Coordinate annotation records:
— begin —
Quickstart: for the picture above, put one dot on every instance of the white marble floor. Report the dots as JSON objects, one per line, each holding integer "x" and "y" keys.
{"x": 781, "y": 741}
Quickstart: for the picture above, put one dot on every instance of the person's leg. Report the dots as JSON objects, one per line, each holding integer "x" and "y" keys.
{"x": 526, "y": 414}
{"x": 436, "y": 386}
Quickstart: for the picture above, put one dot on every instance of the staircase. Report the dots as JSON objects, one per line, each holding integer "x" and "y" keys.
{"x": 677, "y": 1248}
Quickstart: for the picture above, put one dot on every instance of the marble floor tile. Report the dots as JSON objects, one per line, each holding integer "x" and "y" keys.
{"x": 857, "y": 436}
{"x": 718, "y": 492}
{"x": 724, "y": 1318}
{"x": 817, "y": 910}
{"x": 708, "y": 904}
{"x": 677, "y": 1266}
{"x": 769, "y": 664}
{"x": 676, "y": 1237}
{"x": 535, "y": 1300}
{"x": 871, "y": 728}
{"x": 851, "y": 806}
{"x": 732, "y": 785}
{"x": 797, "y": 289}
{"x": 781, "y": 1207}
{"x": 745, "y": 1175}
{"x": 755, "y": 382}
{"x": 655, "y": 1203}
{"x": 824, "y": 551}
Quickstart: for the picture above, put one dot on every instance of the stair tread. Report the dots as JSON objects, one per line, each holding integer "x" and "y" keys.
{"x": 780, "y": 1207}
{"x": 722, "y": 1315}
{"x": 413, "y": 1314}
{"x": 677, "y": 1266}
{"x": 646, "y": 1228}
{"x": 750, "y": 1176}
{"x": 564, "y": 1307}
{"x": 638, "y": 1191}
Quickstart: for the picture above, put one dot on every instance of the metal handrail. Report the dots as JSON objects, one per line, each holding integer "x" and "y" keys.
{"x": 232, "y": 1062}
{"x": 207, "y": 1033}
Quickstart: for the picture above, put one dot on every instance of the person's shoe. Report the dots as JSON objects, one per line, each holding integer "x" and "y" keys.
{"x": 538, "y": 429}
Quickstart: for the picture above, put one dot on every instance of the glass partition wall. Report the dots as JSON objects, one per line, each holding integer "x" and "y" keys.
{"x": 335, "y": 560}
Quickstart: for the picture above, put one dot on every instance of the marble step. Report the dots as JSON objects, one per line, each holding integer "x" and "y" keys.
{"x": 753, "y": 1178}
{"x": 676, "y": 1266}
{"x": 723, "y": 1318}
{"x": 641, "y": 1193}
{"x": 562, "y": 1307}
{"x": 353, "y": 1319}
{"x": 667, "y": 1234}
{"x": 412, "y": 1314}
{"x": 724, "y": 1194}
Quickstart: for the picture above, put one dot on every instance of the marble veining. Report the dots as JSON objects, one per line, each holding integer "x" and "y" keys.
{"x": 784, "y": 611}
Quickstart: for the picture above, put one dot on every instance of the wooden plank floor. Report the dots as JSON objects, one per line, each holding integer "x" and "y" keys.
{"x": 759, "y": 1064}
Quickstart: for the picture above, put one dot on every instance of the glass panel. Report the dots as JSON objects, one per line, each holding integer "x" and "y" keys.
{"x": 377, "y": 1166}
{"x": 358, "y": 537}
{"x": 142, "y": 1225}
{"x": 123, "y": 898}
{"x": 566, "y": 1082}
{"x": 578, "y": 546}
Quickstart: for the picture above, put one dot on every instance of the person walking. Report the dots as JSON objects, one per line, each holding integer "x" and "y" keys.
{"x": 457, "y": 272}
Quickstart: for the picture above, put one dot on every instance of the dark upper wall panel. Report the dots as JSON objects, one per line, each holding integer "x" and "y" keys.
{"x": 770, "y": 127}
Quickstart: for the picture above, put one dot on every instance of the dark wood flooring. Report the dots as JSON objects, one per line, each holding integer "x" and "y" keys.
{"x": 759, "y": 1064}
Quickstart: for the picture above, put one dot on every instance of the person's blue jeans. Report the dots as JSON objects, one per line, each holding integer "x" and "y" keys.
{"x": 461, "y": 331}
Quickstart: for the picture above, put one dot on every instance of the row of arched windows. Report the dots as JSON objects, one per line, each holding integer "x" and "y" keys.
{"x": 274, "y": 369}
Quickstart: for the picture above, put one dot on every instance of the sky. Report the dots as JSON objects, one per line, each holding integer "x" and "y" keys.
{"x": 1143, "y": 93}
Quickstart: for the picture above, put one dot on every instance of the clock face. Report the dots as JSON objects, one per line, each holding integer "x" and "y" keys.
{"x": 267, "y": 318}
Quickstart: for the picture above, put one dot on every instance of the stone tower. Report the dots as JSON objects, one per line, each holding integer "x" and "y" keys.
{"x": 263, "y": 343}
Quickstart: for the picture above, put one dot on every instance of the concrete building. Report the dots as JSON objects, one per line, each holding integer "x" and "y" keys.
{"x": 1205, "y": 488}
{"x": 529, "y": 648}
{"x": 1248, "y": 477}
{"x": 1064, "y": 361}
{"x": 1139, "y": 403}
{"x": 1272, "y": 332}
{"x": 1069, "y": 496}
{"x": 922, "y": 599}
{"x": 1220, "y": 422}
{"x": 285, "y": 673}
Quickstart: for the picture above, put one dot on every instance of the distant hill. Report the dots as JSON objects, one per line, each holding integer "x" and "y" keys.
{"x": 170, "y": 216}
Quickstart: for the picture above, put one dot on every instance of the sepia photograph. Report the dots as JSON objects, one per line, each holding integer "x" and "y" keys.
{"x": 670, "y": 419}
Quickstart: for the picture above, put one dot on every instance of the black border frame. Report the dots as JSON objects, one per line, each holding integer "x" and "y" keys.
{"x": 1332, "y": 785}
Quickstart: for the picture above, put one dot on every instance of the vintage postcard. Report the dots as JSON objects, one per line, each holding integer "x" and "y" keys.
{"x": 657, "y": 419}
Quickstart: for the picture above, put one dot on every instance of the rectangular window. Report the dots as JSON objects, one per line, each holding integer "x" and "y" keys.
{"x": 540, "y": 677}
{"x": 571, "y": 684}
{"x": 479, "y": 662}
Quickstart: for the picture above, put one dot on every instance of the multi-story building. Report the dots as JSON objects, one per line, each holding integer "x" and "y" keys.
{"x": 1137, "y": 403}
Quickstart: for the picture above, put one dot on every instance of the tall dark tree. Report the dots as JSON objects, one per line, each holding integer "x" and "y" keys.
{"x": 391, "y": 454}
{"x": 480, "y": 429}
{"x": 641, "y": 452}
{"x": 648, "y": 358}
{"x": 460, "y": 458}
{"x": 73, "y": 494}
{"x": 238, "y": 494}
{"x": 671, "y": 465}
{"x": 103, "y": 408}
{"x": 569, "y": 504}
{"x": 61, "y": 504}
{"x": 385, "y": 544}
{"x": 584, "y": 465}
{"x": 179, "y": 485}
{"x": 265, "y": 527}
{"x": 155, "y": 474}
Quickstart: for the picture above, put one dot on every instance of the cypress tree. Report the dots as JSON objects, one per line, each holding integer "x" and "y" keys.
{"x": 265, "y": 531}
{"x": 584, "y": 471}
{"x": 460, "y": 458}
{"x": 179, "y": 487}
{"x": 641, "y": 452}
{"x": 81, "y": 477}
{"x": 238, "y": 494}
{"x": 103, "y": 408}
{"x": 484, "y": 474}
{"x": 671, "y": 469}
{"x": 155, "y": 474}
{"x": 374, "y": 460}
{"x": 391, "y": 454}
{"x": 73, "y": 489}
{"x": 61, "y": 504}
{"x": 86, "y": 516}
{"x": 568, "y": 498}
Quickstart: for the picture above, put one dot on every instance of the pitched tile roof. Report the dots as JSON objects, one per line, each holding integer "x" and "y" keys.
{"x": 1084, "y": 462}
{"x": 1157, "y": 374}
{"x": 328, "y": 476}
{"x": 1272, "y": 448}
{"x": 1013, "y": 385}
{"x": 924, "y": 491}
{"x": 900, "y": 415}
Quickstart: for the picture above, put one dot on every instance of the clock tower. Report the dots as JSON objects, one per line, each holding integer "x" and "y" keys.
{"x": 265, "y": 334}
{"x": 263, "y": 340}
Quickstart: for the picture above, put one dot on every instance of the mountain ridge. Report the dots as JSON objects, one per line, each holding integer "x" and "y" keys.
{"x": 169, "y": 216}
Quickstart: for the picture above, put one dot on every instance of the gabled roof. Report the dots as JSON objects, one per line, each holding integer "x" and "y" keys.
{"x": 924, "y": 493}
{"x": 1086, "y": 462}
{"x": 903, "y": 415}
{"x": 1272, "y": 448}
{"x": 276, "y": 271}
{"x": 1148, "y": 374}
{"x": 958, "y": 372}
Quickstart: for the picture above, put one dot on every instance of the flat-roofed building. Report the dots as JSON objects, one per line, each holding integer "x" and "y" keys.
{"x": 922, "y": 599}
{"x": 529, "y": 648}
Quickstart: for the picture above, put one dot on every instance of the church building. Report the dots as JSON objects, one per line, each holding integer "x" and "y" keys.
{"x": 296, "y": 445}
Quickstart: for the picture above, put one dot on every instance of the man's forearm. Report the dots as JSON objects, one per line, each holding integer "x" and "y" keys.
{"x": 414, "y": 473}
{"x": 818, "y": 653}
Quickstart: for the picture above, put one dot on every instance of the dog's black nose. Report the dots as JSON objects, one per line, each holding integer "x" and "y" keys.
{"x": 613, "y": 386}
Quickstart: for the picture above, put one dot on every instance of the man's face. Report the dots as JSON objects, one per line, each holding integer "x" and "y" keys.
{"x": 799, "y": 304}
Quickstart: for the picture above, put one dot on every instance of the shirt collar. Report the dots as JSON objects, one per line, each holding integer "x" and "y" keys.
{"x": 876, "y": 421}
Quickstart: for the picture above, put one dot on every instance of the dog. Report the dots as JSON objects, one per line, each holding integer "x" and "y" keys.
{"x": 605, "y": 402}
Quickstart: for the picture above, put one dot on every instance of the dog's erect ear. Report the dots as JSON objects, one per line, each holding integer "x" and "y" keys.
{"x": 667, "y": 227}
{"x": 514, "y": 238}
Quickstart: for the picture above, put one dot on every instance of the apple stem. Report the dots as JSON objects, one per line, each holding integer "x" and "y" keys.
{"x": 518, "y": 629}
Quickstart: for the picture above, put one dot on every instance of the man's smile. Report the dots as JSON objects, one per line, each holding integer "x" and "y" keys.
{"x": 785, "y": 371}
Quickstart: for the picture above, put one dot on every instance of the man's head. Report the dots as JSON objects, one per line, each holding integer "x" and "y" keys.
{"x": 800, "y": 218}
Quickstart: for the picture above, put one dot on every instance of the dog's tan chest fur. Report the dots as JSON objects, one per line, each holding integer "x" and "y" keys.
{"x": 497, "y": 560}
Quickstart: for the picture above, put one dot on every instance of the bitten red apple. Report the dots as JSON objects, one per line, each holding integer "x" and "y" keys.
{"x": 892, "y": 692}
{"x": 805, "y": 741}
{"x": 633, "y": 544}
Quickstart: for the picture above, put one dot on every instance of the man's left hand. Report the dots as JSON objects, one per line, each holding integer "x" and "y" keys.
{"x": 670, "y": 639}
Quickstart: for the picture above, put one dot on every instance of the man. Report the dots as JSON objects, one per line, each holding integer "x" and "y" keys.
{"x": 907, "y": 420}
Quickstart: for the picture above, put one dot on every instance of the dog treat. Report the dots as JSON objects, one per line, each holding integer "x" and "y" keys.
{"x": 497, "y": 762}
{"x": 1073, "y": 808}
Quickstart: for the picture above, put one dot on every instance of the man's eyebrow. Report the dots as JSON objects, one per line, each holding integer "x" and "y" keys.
— end —
Short problem: Starting with the line that contains "of the dog.", return each line through the last one of the data above, exactly as written and nothing more.

Response for this exercise:
Quickstart: for the picture above, put one dot on every instance of the dog. Report the dots as JSON objects, one per line, each holding integer "x" and "y" keys.
{"x": 605, "y": 402}
Quickstart: for the picture above, put one dot on every instance of the dog's erect ear. Report the dots as JSON objects, one per line, each holding integer "x" and "y" keys.
{"x": 667, "y": 227}
{"x": 514, "y": 238}
Quickstart: for the picture above, put one dot on every instance of the apple stem. Report the dots as JSON objects, one per line, each holding integer "x" and "y" keys.
{"x": 518, "y": 629}
Quickstart: for the picture above, put one dot on every instance of the man's smile. Report the dots as JSON objects, one per line, each holding integer "x" and "y" keys.
{"x": 785, "y": 371}
Quickstart: for the picture above, put one dot on every instance of the man's head. Report the dots as JSON objects, one per line, each holding integer "x" and "y" keys.
{"x": 800, "y": 218}
Quickstart: for the picture above, put one dot on every instance of the dog's tan chest fur. Report the dots as JSON objects, one per line, each holding integer "x" and "y" keys.
{"x": 497, "y": 560}
Quickstart: for the picture above, put one dot on every instance of the bitten red apple. Report the dots as JSON objects, one per line, each holding integer "x" and "y" keys.
{"x": 892, "y": 692}
{"x": 805, "y": 741}
{"x": 633, "y": 544}
Quickstart: for the picture above, put one dot on every instance of the man's left hand. Report the dots as JSON objects, one per line, each holding integer "x" and "y" keys.
{"x": 670, "y": 639}
Quickstart: for the picture above, put one dot on every instance of the man. Report the dots as JSON objects, one per line, each holding integer "x" and "y" keys.
{"x": 907, "y": 420}
Quickstart: for the picture above, put one dot on every instance of the dog treat. Report the dots as JSON objects, one per line, each holding integer "x" and "y" keys.
{"x": 497, "y": 762}
{"x": 1073, "y": 808}
Quickstart: for the picture above, put one dot on every instance of the man's eyebrow. Report the dots as JSON objects, one per line, each holding integer "x" and "y" keys.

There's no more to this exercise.